==== TEXTO ORIGINAL ====

Pasaron los años. Hastiado del olor de la sangre, de las marchas interminables por caminos polvorientos, del estruendo de los arcabuces y mosquetes, del cansino redoblar de los tambores y de los rigores y penurias de la guerra, Don Gaspar Yelves, que éste era su apellido, meditó profundamente sobre su futuro y decidió solicitar por escrito la licencia definitiva en su Compañía y regresar a su patria chica, a su casa con blasón en la puerta de la calle Alfaqueque, para gozar de un más que merecido descanso tras una vida llena de peligros y fatigas.  

Contrajo feliz matrimonio con Doña Antonia Falcón, una huérfana y acaudalada dama de estirpe antigua y con ella comenzó una tranquila vida en su barrio de San Vicente, gozando del aprecio de sus convecinos, siendo tenido por ameno conversador de cuidados modales y por un carácter extrovertido, acompañado de una más que generosa prodigalidad en lo económico, como detalló un texto del siglo XIX: 

"Asistía con frecuencia a la iglesia de San Vicente a su santo rosario, y a todos los actos de devoción, dando mucho ejemplo, pues repartía diariamente limosna a los pobres".

Eran la pareja ideal, la imagen de la felicidad, la perfecta armonía, envidiada por muchos. Sin embargo, en cuestión de meses,  pronto comenzaron las murmuraciones entre los parroquianos ante el elevado tren de vida de la pareja, sus cuantiosos gastos en muebles, joyas y vestuario y las continuas y prolongadas ausencias de Don Gaspar, justificadas por su esposa por negocios vinculados a ciertas tierras castellanas en litigio, lo cual fue creído por todos a piés juntillas. 

Los más allegados, preocupados sinceramente por su seguridad, advirtieron al de Yelves que procurase tomar precauciones en sus viajes, ya que a finales del siglo XVII, coincidiendo con la complicada etapa final del reinado de Carlos II el Hechizado, abundaban las partidas de bandoleros que acechaban en los caminos a los menos precavidos para despojarles de sus pertenencias, usando para ello métodos sanguinarios que llevaban no pocas ocasiones hasta el asesinato. En concreto, una de estas partidas destacaba de las demás por sus robos sin violencia y por su habilidad para poner tierra de por medio sin que la justicia pudiera "echarle el guante".

==== DATOS MOSTRADOS ====

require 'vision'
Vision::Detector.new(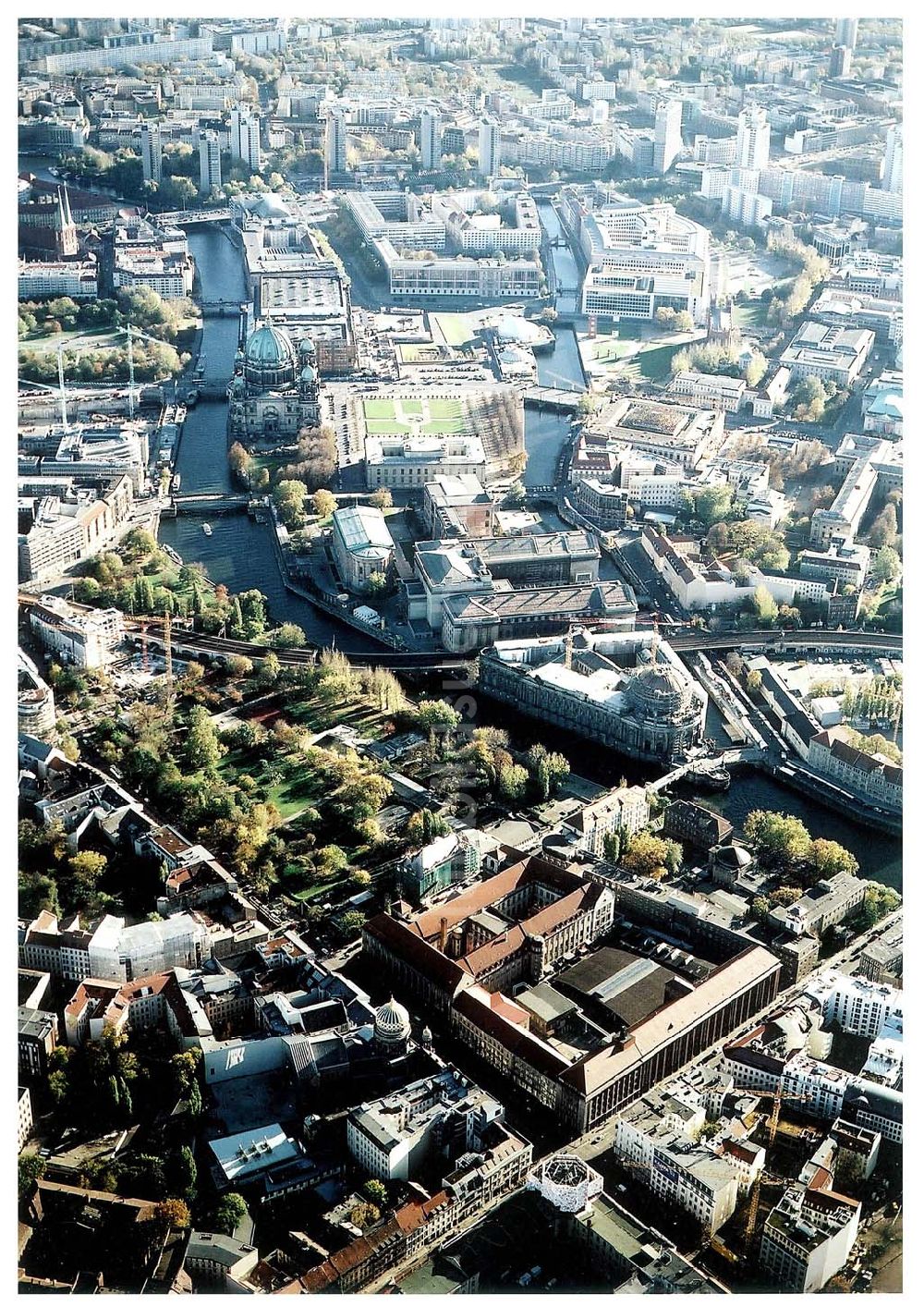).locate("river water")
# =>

====
==== DATOS MOSTRADOS ====

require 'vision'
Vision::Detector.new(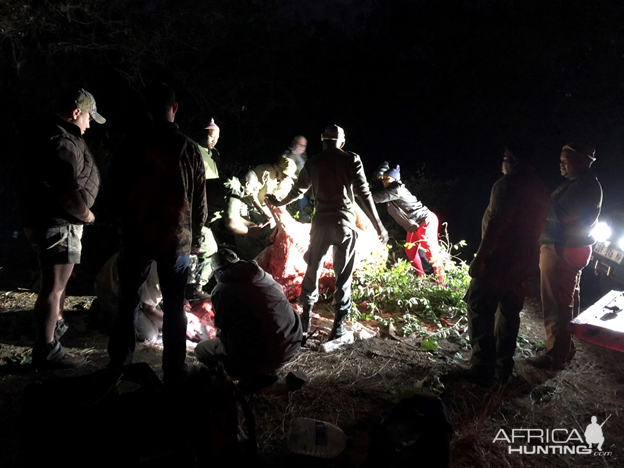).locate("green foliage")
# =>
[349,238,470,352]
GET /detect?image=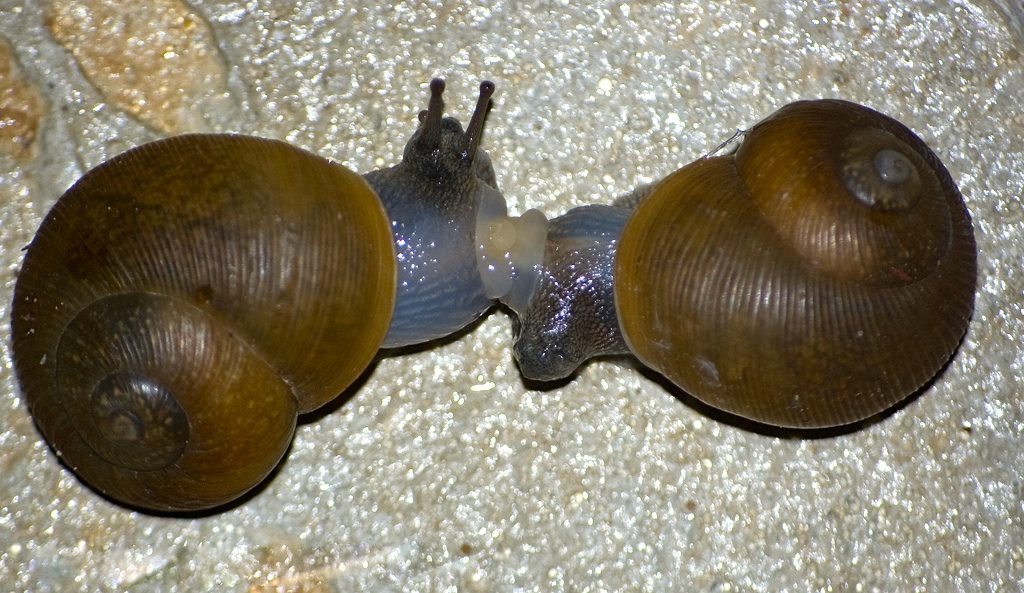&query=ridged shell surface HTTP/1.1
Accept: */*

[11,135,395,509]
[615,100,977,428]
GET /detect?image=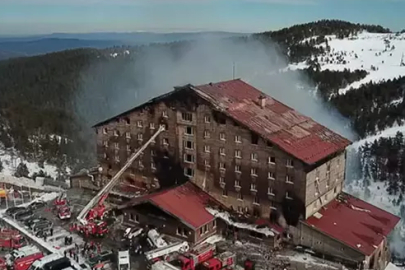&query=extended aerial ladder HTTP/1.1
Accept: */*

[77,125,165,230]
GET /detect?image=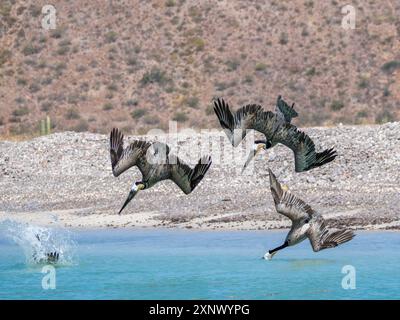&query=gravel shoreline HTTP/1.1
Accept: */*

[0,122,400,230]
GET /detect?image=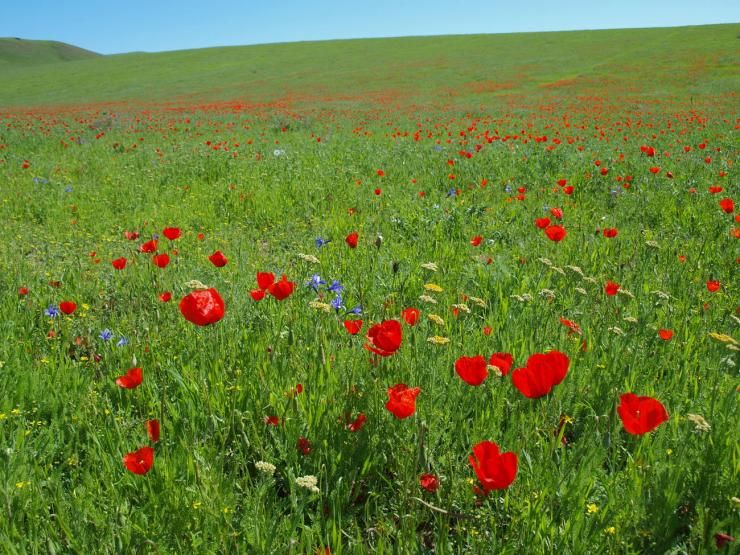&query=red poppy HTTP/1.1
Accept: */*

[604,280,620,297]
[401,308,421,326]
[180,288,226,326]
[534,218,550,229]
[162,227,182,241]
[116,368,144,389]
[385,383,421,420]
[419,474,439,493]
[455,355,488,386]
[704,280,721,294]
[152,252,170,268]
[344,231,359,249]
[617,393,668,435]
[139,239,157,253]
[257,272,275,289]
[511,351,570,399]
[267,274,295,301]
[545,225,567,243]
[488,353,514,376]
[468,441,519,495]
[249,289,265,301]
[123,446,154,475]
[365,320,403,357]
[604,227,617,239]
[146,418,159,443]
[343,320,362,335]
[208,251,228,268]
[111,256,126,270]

====

● PROBLEMA PLANTEADO: Escribe la continuación del relato sobre Don Gaspar Yelves y Doña Antonia Falcón, empezando justo después de su última oración.

● RESPUESTA A LA TAREA:
Don Gaspar, avezado oficial curtido en mil batallas, valga la expresión, siempre sonreía cuando escuchaba tales consejos, agradeciendo los desvelos hacia su persona e indicando que él sabía cuidarse perfectamente, presumiendo de buena esgrima con la que blandir la espada y de sendos pistoletes que procuraba llevar bien cebados de pólvora. A mediados de 1697 partió de nuevo a sus quehaceres, dejando a su esposa y amigos harto preocupados por su seguridad. Durante meses, no hubo noticias suyas, preocupando a sus más cercanas amistades y angustiando a su esposa, que no tardó en temerse lo peor.

Por otra parte, en enero de 1698, sin noticias de nuestro capitán, fue apresada una experimentada banda de malhechores, vieja conocida de las autoridades, en la que figuraba un tal Zapata, acusada del sacrílego saqueo de una ermita en tierras castellanas, de donde sustrajeron numerosas alhajas y vasos sagrados. En el haber de la cuadrilla de maleantes había también delitos de sangre perpetrados, al parecer, sin el consentimiento del cabecilla de la banda, según afirmaron algunos de sus miembros en los interrogatorios, lo que había provocado un grave enfrentamiento interno entre dicho cabecilla y el antes mencionado Zapata, desembocando en la captura de todos. Vistas las pruebas y evidencias, la sentencia dictada por la Real Audiencia de Sevilla fue dura e inapelable y condenó a la pena máxima a toda la partida. Rápidamente y sin más demora, pues el tiempo apremiaba, se dispuso todo con cadalso y horca, pregonándose en los lugares acostumbrados el día y hora de la ejecución en la Plaza de San Francisco.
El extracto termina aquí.